所给短文 →
%%

基于免疫遗传算法优化的汽温系统变参数PID控制

VARIABLE ARGUMENTS PID CONTROL FOR MAIN STEAM TEMPERATURE SYSTEM BASED ON IMMUNE GENETIC OPTIMIZATION

针对工程实际应用,提出了一种改进的变参数PID控制策略,新的控制策略不论对于调节还是设定值跟踪,均具有很好的控制效果,对于工业实际中常见的大滞后对象也有很好的抗干扰性能和较强的鲁棒性。为了使变参数PID控制取得更好的性能,提出了鲁棒整定的思想,并采用免疫遗传算法进行设计参数的鲁棒优化调整。通过对具有严重参数不确定性、多扰动以及大迟延的电厂主蒸汽温度被控对象进行的仿真研究结果表明,基于免疫反馈和遗传机制的免疫遗传算法具有全局优化的能力,对变参数PID控制的参数优化设计是成功和有效的,使得具有多模型特性的汽温控制系统在不同的负荷下均获得很好的调节品质。同时也表明,免疫遗传算法和变参数PID控制均具有较好的发展前景,可用于某些多模型系统的同时整定设计。

Aiming at engineering application, the paper put forward a new control strategy of improved Variable Arguments Proportional-Integral-Derivative(VAPID),which has a good control effect on both regulating and set-point following. For the common large time-delay object happen frequently in the industrial practice, it has a quite good disturbance resistance and a strong robustness. In order to get a better performance for the variable-parameter PID control, a concept of robust tuning is put forward, meanwhile an immune genetic algorithm is also applied to robust optimal tuning of VAPID. Simulation is proceeded for the steam temperature system in a plant under such a control which has a severe uncertainty of parameters and multi-disturbance, as well as a large time-delay. The results show that the immune genetic algorithm is capable to complete a global optimization due to its immune feedback and genetic mechanism that is successful and effective for optimizing VAPID controller. The simulation results also demonstrate that the multi-model main steam temperature control system has an excellent regulation performance under different steam loads, and the optimization by using immune genetic algorithm and VAPID has a perfectible application future to the initial ones.

%%

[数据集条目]
%%

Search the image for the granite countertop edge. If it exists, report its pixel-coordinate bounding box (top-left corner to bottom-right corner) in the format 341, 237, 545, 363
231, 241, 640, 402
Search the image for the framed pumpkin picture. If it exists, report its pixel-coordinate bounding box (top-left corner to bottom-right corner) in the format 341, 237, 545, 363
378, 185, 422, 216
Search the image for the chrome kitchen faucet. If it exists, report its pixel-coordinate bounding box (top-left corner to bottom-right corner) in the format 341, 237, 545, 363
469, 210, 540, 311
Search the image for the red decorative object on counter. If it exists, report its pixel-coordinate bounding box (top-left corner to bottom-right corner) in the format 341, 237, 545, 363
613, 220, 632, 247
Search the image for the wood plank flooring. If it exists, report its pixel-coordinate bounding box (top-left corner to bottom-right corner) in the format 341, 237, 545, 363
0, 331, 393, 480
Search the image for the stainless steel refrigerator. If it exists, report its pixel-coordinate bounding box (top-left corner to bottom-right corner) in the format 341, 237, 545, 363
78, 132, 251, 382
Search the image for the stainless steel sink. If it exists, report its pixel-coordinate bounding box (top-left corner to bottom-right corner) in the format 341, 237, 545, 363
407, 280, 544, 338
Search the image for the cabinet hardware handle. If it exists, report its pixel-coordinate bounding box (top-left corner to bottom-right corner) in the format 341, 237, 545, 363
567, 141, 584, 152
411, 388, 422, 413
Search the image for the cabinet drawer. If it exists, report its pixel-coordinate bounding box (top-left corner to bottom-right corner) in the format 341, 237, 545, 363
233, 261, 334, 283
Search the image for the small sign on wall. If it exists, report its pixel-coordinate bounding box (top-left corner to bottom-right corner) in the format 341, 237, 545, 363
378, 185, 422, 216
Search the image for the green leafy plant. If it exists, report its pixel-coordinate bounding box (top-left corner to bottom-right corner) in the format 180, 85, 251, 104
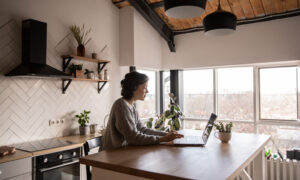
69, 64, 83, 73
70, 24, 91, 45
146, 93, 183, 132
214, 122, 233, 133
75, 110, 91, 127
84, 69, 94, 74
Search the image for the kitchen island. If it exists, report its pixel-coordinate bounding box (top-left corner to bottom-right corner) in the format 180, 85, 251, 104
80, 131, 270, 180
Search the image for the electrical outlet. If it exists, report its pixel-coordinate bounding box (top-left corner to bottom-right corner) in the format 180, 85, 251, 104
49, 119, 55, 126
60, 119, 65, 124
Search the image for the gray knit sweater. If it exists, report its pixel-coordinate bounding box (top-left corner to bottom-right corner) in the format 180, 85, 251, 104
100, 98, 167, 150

%%

练习 A →
在关于汽温系统变参数PID控制的短文中,设计参数的鲁棒优化调整采用的是哪种算法?
练习 B →
请根据关于汽温系统变参数PID控制的短文,说明提出鲁棒整定思想的原因,以及用什么方法来实现这种整定。

你的作答 A →
免疫遗传算法。

你的作答 B →
提出鲁棒整定的思想,是为了使变参数PID控制取得更好的性能。具体做法是采用免疫遗传算法对设计参数进行鲁棒优化调整。